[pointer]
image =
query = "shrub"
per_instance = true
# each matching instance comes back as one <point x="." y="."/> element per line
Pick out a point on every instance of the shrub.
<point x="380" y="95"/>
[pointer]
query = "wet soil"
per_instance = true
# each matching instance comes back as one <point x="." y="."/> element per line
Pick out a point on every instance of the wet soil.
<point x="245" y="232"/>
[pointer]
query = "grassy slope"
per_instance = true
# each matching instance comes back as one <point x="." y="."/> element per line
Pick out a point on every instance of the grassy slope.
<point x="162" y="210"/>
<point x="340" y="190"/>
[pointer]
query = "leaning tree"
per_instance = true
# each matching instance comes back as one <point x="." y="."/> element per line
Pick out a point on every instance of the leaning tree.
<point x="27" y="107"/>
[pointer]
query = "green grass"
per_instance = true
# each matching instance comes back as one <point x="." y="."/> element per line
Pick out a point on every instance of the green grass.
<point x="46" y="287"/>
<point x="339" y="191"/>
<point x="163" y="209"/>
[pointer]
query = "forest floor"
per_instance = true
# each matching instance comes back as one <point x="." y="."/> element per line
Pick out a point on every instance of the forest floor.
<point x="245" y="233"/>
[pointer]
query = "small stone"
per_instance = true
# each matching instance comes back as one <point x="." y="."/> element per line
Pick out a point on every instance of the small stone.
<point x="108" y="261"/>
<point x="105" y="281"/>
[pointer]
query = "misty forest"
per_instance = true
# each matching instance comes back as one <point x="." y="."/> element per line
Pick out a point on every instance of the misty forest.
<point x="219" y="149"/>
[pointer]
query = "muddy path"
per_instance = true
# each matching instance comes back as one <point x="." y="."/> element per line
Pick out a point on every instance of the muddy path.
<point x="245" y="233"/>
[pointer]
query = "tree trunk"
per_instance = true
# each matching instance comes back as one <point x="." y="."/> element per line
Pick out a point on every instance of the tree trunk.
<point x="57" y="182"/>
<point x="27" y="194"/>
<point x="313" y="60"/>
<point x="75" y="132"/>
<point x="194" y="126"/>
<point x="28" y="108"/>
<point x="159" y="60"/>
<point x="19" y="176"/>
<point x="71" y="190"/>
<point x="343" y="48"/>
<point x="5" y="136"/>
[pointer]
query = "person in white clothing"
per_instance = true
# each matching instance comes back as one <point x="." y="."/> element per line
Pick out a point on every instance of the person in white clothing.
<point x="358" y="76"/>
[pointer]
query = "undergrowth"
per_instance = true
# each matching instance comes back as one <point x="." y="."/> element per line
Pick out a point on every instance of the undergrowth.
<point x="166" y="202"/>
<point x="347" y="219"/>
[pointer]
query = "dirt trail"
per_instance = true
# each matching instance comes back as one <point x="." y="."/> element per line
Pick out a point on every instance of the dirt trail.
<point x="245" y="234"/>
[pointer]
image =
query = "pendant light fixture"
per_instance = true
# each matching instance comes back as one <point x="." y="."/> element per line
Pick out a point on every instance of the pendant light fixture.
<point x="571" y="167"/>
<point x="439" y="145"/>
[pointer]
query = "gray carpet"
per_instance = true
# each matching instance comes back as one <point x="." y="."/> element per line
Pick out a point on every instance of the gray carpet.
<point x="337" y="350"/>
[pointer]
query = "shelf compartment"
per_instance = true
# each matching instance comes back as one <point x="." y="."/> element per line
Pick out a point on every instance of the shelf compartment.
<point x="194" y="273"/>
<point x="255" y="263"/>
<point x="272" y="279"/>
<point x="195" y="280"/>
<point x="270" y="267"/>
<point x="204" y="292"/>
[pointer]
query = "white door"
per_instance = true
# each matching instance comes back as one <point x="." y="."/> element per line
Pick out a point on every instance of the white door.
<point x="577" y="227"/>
==
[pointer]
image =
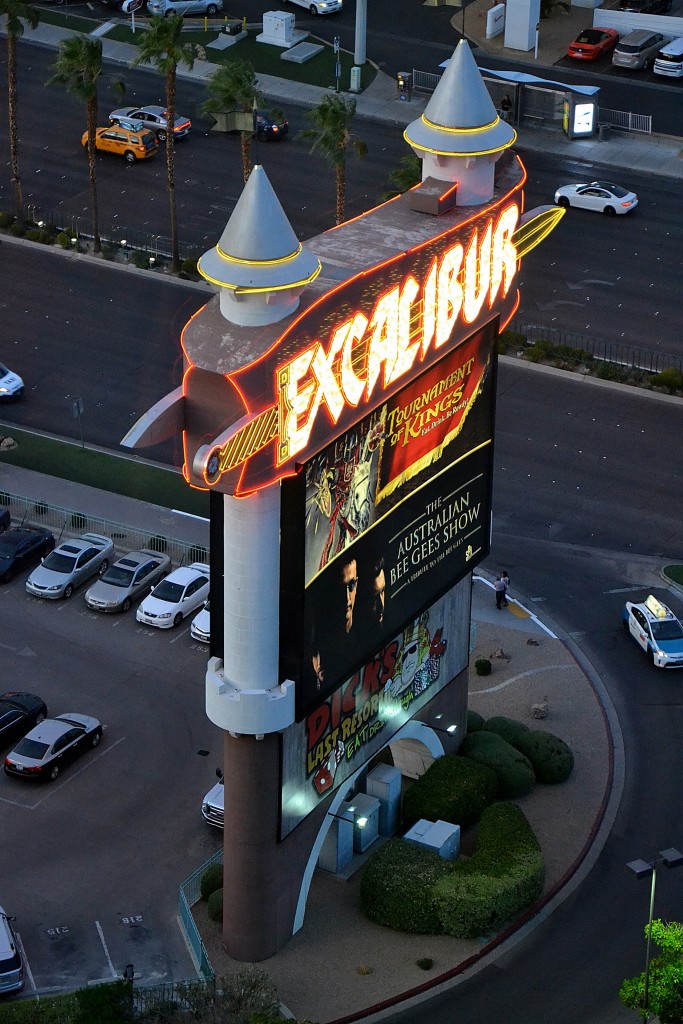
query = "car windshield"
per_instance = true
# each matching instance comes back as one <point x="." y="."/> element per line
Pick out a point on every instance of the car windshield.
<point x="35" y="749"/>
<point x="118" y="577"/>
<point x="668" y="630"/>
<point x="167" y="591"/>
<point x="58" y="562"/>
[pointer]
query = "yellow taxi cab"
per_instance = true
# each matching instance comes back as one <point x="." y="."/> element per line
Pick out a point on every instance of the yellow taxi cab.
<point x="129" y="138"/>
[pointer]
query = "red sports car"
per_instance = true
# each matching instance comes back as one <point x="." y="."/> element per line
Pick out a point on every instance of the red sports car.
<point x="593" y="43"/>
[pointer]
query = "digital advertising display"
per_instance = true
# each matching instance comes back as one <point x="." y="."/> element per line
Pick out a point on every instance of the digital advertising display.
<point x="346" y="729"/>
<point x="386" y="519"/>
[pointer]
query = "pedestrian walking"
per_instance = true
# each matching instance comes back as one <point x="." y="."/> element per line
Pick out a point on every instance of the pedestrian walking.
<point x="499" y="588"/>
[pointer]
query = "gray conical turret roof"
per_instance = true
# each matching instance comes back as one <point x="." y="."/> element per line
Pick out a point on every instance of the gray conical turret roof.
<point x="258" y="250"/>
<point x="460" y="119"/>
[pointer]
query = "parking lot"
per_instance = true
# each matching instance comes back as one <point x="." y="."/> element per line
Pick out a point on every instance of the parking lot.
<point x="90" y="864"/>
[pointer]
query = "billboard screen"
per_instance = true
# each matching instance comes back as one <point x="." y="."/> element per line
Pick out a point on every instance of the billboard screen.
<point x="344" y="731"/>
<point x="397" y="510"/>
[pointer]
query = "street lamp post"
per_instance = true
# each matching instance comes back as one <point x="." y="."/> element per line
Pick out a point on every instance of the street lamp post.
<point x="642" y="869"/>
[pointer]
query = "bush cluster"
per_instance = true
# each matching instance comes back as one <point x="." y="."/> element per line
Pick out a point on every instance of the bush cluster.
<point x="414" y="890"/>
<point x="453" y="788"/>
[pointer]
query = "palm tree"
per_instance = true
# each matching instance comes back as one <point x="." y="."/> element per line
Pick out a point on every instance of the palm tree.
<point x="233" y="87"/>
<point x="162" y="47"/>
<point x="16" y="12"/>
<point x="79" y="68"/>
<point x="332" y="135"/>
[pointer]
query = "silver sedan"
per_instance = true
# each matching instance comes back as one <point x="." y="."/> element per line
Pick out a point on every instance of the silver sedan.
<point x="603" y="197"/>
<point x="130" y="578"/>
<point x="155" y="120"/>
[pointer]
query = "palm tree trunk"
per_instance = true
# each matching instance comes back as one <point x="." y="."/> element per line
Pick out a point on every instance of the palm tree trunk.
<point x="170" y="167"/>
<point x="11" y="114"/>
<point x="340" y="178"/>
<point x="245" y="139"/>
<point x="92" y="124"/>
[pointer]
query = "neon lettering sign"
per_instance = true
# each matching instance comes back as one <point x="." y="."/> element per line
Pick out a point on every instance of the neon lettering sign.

# WHAT YOU SHOULD DO:
How many lines in the records contain the string "forest"? Reply with the number only.

# FINAL ANSWER:
4